下面是具体用法.注意如果相机采集的分辨率改变,需要销毁当前编码器session重新创建.

- (VTCompressionSessionRef)createCompressionSessionWithEncoderType:(XDXVideoEncoderType)encoderType width:(int)width height:(int)height callback:(VTCompressionOutputCallback)callback {
CMVideoCodecType codecType;
if (encoderType == XDXH264Encoder) {
codecType = kCMVideoCodecType_H264;
}else if (encoderType == XDXH265Encoder) {
codecType = kCMVideoCodecType_HEVC;
}else {
return nil;
}

VTCompressionSessionRef session;
OSStatus status = VTCompressionSessionCreate(NULL,
width,
height,
codecType,
NULL,
NULL,
NULL,
callback,
(__bridge void *)self,
&session);

if (status != noErr) {
log4cplus_error("Video Encoder:", "%s: Create session failed:%d",__func__,(int)status);
return nil;
}else {
return session;
}
}

2.2. 设置session属性

  • 查询session是否支持当前属性

创建好session后,调用 VTSessionCopySupportedPropertyDictionary 函数可以将当前session支持的所有属性拷贝到指定的字典中,以后在设置属性前先在字典中查询是否支持即可.

- (BOOL)isSupportPropertyWithSession:(VTCompressionSessionRef)session key:(CFStringRef)key {
OSStatus status;
static CFDictionaryRef supportedPropertyDictionary;
if (!supportedPropertyDictionary) {
status = VTSessionCopySupportedPropertyDictionary(session, &supportedPropertyDictionary);
if (status != noErr) {
return NO;
}
}

BOOL isSupport = [NSNumber numberWithBool:CFDictionaryContainsKey(supportedPropertyDictionary, key)].intValue;
return isSupport;
}
  • 设置session的属性

使用 VTSessionSetProperty 函数指定key, value即可设置属性.

*-*-*

# 待完成任务
(1) 以下陈述是否与阅读文本相符?(a) 相机采集的分辨率改变后,需要销毁当前编码器 session 并重新创建;(b) 当 encoderType 为 XDXH265Encoder 时,codecType 被设为 kCMVideoCodecType_H264;(c) 设置 session 属性使用的是 VTSessionCopySupportedPropertyDictionary 函数。请对每项回答“是”或“否”,并原样引用阅读文本中起决定作用的语句。
(2) 阅读文本中出现了哪些以 VT 开头的函数?请全部列出。
(3) 请照录阅读文本中从“BOOL isSupport = [NSNumber”开始、一直到“VTSessionSetProperty 函数指定key, value即可设置属性.”为止的部分。
作答时只依据阅读文本。

# 提取数据
*-*-*

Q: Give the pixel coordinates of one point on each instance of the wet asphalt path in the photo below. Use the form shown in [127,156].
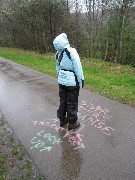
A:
[103,148]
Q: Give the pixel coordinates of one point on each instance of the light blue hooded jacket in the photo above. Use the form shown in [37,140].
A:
[67,69]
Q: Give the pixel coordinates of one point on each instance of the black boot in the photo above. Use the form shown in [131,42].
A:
[73,125]
[63,123]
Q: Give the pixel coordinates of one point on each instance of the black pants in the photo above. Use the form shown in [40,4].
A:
[68,103]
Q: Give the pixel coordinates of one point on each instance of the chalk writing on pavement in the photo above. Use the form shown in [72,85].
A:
[95,116]
[37,143]
[74,138]
[88,115]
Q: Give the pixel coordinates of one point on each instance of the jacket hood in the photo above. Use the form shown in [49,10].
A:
[61,42]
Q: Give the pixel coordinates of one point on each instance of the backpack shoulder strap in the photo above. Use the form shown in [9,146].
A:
[68,53]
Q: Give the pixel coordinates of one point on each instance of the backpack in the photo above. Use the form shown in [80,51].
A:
[69,56]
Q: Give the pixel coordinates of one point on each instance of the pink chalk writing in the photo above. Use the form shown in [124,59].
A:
[95,116]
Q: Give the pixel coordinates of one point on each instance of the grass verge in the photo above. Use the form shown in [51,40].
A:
[112,80]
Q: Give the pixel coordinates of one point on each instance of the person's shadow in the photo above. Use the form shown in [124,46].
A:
[71,159]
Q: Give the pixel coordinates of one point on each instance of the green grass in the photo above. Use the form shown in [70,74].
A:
[108,79]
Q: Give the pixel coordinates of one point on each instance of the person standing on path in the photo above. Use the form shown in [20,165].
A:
[70,79]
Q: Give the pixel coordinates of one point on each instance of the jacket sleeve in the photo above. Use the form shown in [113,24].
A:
[57,63]
[77,67]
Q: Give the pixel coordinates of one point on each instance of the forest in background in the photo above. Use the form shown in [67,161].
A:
[97,28]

*-*-*

# 书面答案
(1)
(a) 是。“注意如果相机采集的分辨率改变,需要销毁当前编码器session重新创建”
(b) 否。“codecType = kCMVideoCodecType_HEVC;”
(c) 否。“使用 VTSessionSetProperty 函数指定key, value即可设置属性.”

(2) VTCompressionSessionCreate、VTSessionCopySupportedPropertyDictionary、VTSessionSetProperty

(3)
BOOL isSupport = [NSNumber numberWithBool:CFDictionaryContainsKey(supportedPropertyDictionary, key)].intValue;
return isSupport;
}
  • 设置session的属性

使用 VTSessionSetProperty 函数指定key, value即可设置属性.